## Start
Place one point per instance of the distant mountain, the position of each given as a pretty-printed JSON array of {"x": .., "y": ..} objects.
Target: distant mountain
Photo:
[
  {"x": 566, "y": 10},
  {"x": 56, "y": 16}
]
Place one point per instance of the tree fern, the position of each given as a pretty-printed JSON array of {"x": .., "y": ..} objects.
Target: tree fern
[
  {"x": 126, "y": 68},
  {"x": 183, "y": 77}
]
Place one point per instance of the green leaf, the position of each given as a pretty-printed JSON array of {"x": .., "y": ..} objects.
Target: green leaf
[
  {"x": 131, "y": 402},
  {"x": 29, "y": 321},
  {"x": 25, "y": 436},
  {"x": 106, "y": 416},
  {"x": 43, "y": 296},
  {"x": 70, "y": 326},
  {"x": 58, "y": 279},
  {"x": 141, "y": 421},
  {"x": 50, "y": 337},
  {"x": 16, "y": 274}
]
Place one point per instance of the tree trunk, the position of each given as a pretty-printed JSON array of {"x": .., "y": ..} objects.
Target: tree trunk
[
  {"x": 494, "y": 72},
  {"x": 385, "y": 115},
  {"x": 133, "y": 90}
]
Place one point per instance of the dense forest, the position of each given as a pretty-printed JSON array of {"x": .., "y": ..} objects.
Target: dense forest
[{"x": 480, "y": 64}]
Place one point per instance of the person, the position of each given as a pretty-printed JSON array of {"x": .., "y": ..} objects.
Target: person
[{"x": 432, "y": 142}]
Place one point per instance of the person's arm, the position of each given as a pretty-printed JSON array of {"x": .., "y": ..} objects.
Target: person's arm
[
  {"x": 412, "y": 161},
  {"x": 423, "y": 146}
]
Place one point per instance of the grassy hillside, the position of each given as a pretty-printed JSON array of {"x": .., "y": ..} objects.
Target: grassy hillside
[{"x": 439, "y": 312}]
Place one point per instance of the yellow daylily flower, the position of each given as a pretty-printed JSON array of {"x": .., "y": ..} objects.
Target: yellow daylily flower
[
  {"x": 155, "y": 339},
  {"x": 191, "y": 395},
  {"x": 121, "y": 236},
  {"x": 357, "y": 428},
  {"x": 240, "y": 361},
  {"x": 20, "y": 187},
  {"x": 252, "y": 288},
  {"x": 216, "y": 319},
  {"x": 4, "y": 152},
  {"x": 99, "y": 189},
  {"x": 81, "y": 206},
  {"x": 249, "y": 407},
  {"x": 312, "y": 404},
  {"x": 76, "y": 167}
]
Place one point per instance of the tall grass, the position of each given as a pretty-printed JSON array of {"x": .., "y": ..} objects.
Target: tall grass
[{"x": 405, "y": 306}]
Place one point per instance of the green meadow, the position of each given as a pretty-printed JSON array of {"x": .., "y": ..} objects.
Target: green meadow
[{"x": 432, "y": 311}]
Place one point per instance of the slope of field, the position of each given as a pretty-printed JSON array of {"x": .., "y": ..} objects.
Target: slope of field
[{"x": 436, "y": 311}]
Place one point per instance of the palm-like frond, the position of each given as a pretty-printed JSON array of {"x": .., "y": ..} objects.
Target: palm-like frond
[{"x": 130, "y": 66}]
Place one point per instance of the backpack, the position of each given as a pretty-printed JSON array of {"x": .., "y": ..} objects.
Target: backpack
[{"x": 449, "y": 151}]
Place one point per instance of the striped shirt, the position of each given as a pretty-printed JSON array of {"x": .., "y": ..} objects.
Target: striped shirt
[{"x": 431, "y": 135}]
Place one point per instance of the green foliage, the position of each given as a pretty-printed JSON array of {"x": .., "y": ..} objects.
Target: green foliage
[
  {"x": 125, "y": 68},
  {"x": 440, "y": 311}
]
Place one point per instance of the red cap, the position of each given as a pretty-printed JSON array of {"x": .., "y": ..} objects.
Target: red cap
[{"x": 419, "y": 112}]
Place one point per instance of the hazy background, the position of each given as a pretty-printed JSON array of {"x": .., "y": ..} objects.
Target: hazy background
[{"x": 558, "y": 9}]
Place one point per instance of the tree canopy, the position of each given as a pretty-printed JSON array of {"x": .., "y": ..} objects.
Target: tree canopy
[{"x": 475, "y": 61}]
## End
* Task objective *
Render every line of the entries above as a Markdown table with the columns Row and Line. Number the rows in order and leave out blank lines.

* The reply *
| Row | Line |
|---|---|
| 1 | Place one point per instance of the distant mountain, the position of each given as a pretty-printed JSON array of {"x": .., "y": ..} objects. |
| 2 | Target: distant mountain |
| 3 | Photo: |
| 4 | [ |
| 5 |   {"x": 566, "y": 10}, |
| 6 |   {"x": 56, "y": 16} |
| 7 | ] |
| 8 | Place one point per instance of the tree fern, the position of each given as a pretty-printed JSON array of {"x": .., "y": ..} objects. |
| 9 | Target: tree fern |
| 10 | [ |
| 11 |   {"x": 126, "y": 68}, |
| 12 |   {"x": 183, "y": 77} |
| 13 | ] |
| 14 | Place one point per instance of the green leaf, the position of each given as a pretty-printed JSON array of {"x": .., "y": ..} objects. |
| 15 | Target: green leaf |
| 16 | [ |
| 17 |   {"x": 131, "y": 402}, |
| 18 |   {"x": 29, "y": 321}, |
| 19 |   {"x": 25, "y": 436}, |
| 20 |   {"x": 106, "y": 416}, |
| 21 |   {"x": 43, "y": 296}, |
| 22 |   {"x": 70, "y": 326}, |
| 23 |   {"x": 58, "y": 279}, |
| 24 |   {"x": 141, "y": 421}, |
| 25 |   {"x": 50, "y": 337}, |
| 26 |   {"x": 16, "y": 274} |
| 27 | ] |
| 28 | Place one point per instance of the tree trunk, the position of each given as a pretty-printed JSON array of {"x": .., "y": ..} objects. |
| 29 | Target: tree trunk |
| 30 | [ |
| 31 |   {"x": 494, "y": 72}, |
| 32 |   {"x": 385, "y": 115}, |
| 33 |   {"x": 133, "y": 90} |
| 34 | ] |
| 35 | Place one point per instance of the dense forest, the position of each given as a pretty-printed JSON array of {"x": .., "y": ..} objects. |
| 36 | Target: dense forest |
| 37 | [{"x": 480, "y": 64}] |
| 38 | Place one point per instance of the person, the position of each given as a pretty-printed JSON array of {"x": .., "y": ..} objects. |
| 39 | Target: person |
| 40 | [{"x": 432, "y": 142}] |
| 41 | Place one point per instance of the person's arm, the position of each given as a pretty-printed JSON array of {"x": .., "y": ..} objects. |
| 42 | Target: person's arm |
| 43 | [ |
| 44 |   {"x": 412, "y": 161}, |
| 45 |   {"x": 423, "y": 146} |
| 46 | ] |
| 47 | Place one point per instance of the grassy hillside, the position of each given as a pretty-printed JSON array of {"x": .., "y": ..} objects. |
| 48 | Target: grassy hillside |
| 49 | [{"x": 439, "y": 312}] |
| 50 | Place one point per instance of the yellow daylily flower, the position of each given as a pretty-printed JSON array of {"x": .., "y": ..} objects. |
| 51 | Target: yellow daylily flower |
| 52 | [ |
| 53 |   {"x": 155, "y": 339}, |
| 54 |   {"x": 191, "y": 395}, |
| 55 |   {"x": 121, "y": 236}, |
| 56 |   {"x": 357, "y": 428}, |
| 57 |   {"x": 240, "y": 361}, |
| 58 |   {"x": 20, "y": 187}, |
| 59 |   {"x": 252, "y": 288}, |
| 60 |   {"x": 216, "y": 319}, |
| 61 |   {"x": 4, "y": 152}, |
| 62 |   {"x": 99, "y": 189}, |
| 63 |   {"x": 81, "y": 206}, |
| 64 |   {"x": 249, "y": 407}, |
| 65 |   {"x": 312, "y": 404}, |
| 66 |   {"x": 76, "y": 167} |
| 67 | ] |
| 68 | Place one point per instance of the tall grass, the position of each given as a pretty-printed JSON array of {"x": .., "y": ..} objects. |
| 69 | Target: tall grass |
| 70 | [{"x": 405, "y": 306}] |
| 71 | Place one point per instance of the green meadow, the position of each given as a pretty-printed JSON array of {"x": .., "y": ..} objects. |
| 72 | Target: green meadow |
| 73 | [{"x": 432, "y": 311}] |
| 74 | Place one point per instance of the slope of field, the position of each given as a pretty-printed JSON array of {"x": .., "y": ..} objects. |
| 75 | Target: slope of field |
| 76 | [{"x": 436, "y": 311}] |
| 77 | Place one point per instance of the palm-like frond, the position of each given as a pretty-printed JSON array of {"x": .., "y": ..} objects. |
| 78 | Target: palm-like frond |
| 79 | [{"x": 130, "y": 66}] |
| 80 | Place one point per instance of the backpack, the position of each given as a pretty-printed JSON array of {"x": .., "y": ..} objects. |
| 81 | Target: backpack |
| 82 | [{"x": 449, "y": 151}] |
| 83 | Place one point per instance of the striped shirt, the position of each given as a pretty-printed JSON array of {"x": .., "y": ..} objects. |
| 84 | Target: striped shirt |
| 85 | [{"x": 431, "y": 135}] |
| 86 | Place one point per instance of the green foliage, the position of each given as a pretty-printed JSON array of {"x": .., "y": ..} objects. |
| 87 | Target: green foliage |
| 88 | [ |
| 89 |   {"x": 125, "y": 68}, |
| 90 |   {"x": 440, "y": 311} |
| 91 | ] |
| 92 | Place one point per instance of the red cap, the position of each given as a pretty-printed JSON array of {"x": .., "y": ..} objects. |
| 93 | Target: red cap |
| 94 | [{"x": 419, "y": 112}] |
| 95 | Place one point per instance of the hazy background, the position of each given as a pretty-printed JSON array of {"x": .., "y": ..} objects. |
| 96 | Target: hazy background |
| 97 | [{"x": 558, "y": 9}] |
| 98 | Place one point per instance of the tree canopy, the position of each given as a pretty-printed JSON array of {"x": .., "y": ..} objects. |
| 99 | Target: tree canopy |
| 100 | [{"x": 475, "y": 61}] |